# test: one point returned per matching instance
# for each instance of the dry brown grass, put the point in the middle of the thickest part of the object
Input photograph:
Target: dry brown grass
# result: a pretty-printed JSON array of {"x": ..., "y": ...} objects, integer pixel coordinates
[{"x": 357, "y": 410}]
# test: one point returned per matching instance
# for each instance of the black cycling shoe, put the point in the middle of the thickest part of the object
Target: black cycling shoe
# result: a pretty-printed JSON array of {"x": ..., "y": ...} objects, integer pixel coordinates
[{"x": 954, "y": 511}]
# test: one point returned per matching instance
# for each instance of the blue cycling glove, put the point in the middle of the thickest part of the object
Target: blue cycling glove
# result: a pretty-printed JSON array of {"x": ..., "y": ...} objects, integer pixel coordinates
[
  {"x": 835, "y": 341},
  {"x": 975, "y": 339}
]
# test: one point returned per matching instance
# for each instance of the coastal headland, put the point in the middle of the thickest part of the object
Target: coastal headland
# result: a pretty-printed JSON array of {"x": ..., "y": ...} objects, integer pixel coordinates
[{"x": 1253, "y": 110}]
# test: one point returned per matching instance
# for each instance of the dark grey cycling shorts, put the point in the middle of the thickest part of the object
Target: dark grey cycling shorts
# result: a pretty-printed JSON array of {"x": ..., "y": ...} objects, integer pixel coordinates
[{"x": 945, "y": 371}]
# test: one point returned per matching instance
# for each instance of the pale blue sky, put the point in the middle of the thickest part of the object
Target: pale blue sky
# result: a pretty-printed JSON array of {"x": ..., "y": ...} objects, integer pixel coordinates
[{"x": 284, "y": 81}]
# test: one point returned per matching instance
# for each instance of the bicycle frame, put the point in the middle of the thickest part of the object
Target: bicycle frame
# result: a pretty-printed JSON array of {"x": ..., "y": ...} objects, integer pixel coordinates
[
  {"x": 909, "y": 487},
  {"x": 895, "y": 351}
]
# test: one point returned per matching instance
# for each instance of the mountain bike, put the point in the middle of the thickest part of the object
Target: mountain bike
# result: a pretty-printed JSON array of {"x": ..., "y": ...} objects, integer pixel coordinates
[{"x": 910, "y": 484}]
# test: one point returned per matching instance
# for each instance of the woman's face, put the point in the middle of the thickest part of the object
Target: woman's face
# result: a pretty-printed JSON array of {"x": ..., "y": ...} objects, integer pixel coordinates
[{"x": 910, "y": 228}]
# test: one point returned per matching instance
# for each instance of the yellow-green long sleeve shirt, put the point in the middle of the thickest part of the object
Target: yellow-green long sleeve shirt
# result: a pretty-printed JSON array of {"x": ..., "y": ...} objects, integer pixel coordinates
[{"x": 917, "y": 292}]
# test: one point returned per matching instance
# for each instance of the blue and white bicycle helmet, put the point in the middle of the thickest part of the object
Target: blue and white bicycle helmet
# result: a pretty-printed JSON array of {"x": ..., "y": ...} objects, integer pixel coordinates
_ _ _ _
**Directions**:
From the records above, extract every entry verbatim.

**Task result**:
# test: one point returned per matching instance
# for each instance of the dry brown grass, put the point in the middle of the thickest part of the object
Input photograph:
Target: dry brown grass
# result: a pretty-printed JSON array of {"x": ..., "y": ...} objects, integer pixel coordinates
[{"x": 357, "y": 410}]
# test: one point returned per matching instance
# for each instance of the black cycling shoe, put the point in the middle of the thickest part of the object
Target: black cycling shoe
# result: a pretty-printed JSON array of {"x": ..., "y": ...} objects, integer pixel coordinates
[{"x": 954, "y": 511}]
# test: one point returned per matching instance
# for each instance of the blue cycling glove, put the point in the middle of the thickest part of the object
Target: blue cycling glove
# result: a pretty-printed JSON array of {"x": ..., "y": ...} objects, integer pixel coordinates
[
  {"x": 835, "y": 341},
  {"x": 975, "y": 339}
]
# test: one point returned per matching instance
# for each instance of the coastal headland, put the point in the middle of the thickest part of the object
Target: coastal headland
# result: a pretty-printed JSON array of {"x": ..., "y": ...} objects, integer pixel coordinates
[{"x": 1253, "y": 110}]
# test: one point returned per matching instance
# for each instance of the dark grey cycling shorts, put the point in the middle of the thickest part of the object
Target: dark grey cycling shorts
# result: a pretty-printed JSON array of {"x": ..., "y": ...} objects, integer pixel coordinates
[{"x": 945, "y": 371}]
# test: one point returned per matching instance
# for each instance of the pale blue sky, put the point in the middle of the thickest part of the object
Target: pale blue sky
# result: a pretty-printed JSON array of {"x": ..., "y": ...} objects, integer pixel coordinates
[{"x": 284, "y": 81}]
# test: one point returned per matching instance
# for each instance of the bicycle frame, put the point in the middle of the thickest part of the object
Target: bicycle frame
# result: a pretty-printed JSON array of {"x": ..., "y": ...} objects, integer pixel coordinates
[
  {"x": 909, "y": 487},
  {"x": 895, "y": 351}
]
# test: one point returned per matching instance
# for each instance of the mountain bike, put the point in the middle of the thickest part of the object
Target: mountain bike
# result: a pretty-printed JSON array of {"x": ..., "y": ...} objects, integer pixel coordinates
[{"x": 910, "y": 484}]
# test: one point returned per matching instance
# for each instance of the woman's face, put the point in the middle of the thickest part of the object
Target: woman's face
# result: a pretty-printed JSON array of {"x": ..., "y": ...} objects, integer pixel coordinates
[{"x": 910, "y": 228}]
# test: one point returned per matching instance
# for each instance of the yellow-green long sleeve shirt, put the point in the middle of the thickest part of the object
Target: yellow-green long sleeve shirt
# result: a pretty-printed JSON array of {"x": ..., "y": ...} objects, integer pixel coordinates
[{"x": 917, "y": 292}]
# test: one point returned per matching instance
# for each instance of the blue and white bicycle helmet, put the point in the middle of the thickest part of the object
Target: blue and white bicycle helmet
# result: a pretty-printed JSON array of {"x": ..., "y": ...} objects, integer pixel coordinates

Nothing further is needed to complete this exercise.